__SET TASK 1__. In the GEDCOM date-parsing code below, which qualifiers does the comment give as examples of additional qualifiers?

"""Genealogy-specific date parsing utilities for GEDCOM files.
This module provides enhanced date parsing capabilities that handle
genealogy-specific date formats commonly found in GEDCOM files.
"""
import re
from typing import Optional, Tuple, Dict, Any
from datetime import datetime
from dataclasses import dataclass
from enum import Enum
class DateCertainty(Enum):
"""Enumeration of date certainty levels."""
EXACT = "exact"
BEFORE = "before"
AFTER = "after"
ABOUT = "about"
BETWEEN = "between"
CALCULATED = "calculated"
ESTIMATED = "estimated"
@dataclass
class GenealogyDate:
"""Represents a parsed genealogy date with all relevant information."""
original_text: str
certainty: DateCertainty
year: Optional[int] = None
month: Optional[int] = None
day: Optional[int] = None
year_end: Optional[int] = None # For date ranges
month_end: Optional[int] = None
day_end: Optional[int] = None
qualifier: Optional[str] = None # Additional qualifiers like "ABT", "BEF", etc.
def __str__(self) -> str:
"""Return a string representation of the date."""
if self.certainty == DateCertainty.EXACT:
if self.year and self.month and self.day:
return f"{self.day:02d}/{self.month:02d}/{self.year}"
elif self.year and self.month:
return f"{self.month:02d}/{self.year}"
elif self.year:
return str(self.year)
elif self.certainty == DateCertainty.BEFORE and self.year:
return f"Before {self.year}"
elif self.certainty == DateCertainty.AFTER and self.year:
return f"After {self.year}"

__EXCERPTED RECORDS__.
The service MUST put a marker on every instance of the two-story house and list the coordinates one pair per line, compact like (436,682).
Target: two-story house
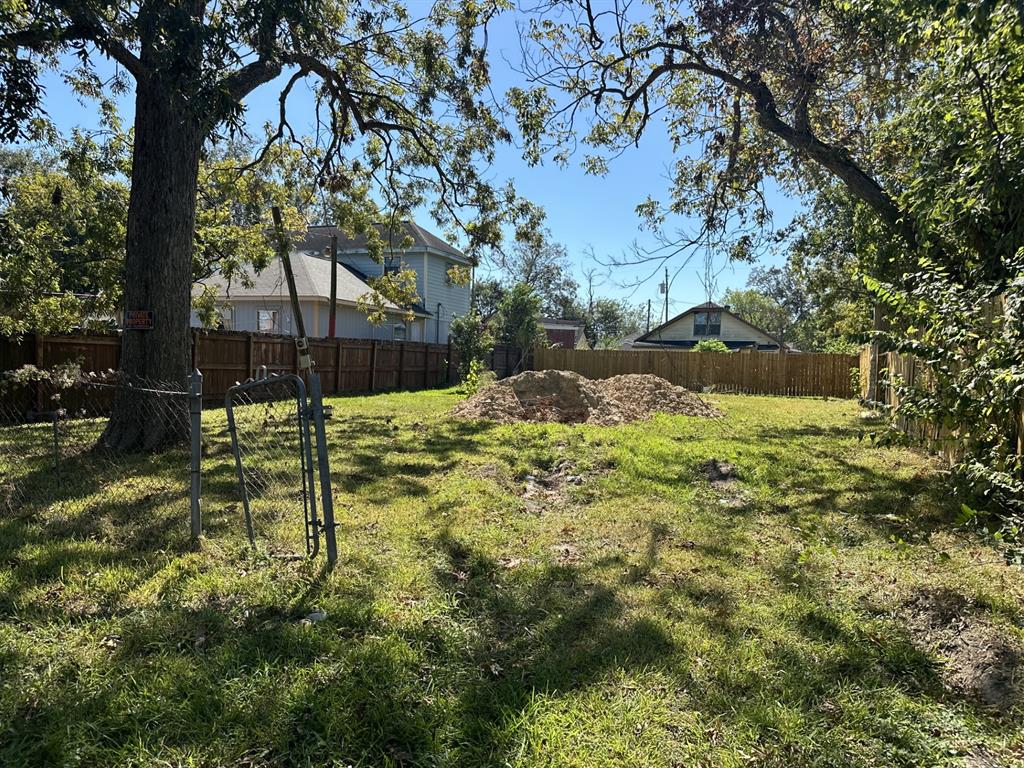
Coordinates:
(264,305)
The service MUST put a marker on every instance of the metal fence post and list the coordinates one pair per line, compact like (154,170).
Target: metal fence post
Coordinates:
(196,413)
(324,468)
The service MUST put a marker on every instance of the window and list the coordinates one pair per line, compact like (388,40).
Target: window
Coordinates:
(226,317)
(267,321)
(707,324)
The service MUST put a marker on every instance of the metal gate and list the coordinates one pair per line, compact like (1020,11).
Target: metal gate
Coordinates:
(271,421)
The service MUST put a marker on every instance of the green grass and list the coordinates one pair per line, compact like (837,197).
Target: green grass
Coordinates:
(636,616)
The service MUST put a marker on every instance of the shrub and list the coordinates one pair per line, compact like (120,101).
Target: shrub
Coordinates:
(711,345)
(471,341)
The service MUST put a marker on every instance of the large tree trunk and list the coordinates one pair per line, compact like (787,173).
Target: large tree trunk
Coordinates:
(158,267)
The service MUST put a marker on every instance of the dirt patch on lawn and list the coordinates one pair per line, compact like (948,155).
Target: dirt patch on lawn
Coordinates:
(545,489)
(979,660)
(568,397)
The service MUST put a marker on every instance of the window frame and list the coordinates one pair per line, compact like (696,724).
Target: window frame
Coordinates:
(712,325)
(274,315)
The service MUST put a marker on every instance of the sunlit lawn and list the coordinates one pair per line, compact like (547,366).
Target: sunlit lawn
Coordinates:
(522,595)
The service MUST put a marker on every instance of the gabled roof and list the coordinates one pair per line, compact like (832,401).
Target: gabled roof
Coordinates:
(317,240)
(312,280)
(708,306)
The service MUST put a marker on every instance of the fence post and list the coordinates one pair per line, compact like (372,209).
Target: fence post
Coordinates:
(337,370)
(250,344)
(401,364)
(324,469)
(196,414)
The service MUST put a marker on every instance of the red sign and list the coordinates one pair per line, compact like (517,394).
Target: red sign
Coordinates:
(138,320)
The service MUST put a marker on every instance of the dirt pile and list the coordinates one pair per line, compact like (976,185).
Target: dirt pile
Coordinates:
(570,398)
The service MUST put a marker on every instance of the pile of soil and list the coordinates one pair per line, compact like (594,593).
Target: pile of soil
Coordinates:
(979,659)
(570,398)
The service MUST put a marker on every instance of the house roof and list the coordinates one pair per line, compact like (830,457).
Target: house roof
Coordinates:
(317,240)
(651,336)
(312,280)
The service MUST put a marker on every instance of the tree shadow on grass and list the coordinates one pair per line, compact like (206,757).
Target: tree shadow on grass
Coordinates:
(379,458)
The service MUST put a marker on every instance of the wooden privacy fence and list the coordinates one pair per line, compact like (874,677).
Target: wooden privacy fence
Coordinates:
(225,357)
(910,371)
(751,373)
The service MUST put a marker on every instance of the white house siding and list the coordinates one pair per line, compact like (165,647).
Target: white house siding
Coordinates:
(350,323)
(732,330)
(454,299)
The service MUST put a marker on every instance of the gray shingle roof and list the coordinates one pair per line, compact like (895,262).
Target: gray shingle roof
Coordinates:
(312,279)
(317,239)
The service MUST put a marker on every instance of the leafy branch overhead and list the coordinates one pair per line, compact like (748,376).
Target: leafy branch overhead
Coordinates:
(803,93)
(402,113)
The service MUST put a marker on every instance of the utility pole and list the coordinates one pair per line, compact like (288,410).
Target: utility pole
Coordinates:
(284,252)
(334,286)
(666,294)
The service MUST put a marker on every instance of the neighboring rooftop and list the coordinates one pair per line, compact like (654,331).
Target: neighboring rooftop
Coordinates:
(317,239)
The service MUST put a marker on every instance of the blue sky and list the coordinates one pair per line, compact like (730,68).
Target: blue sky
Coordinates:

__SET TASK 2__. Which lines in the records contain the string "pole"? Copy each of them, and treat case as significant.

__CORRECT RESPONSE 1__. "ABT" and "BEF"

__CORRECT RESPONSE 2__.
The service MUST put a marker on every instance of the utility pole and list the coordinates one pair per line, compact like (288,410).
Target: utility pole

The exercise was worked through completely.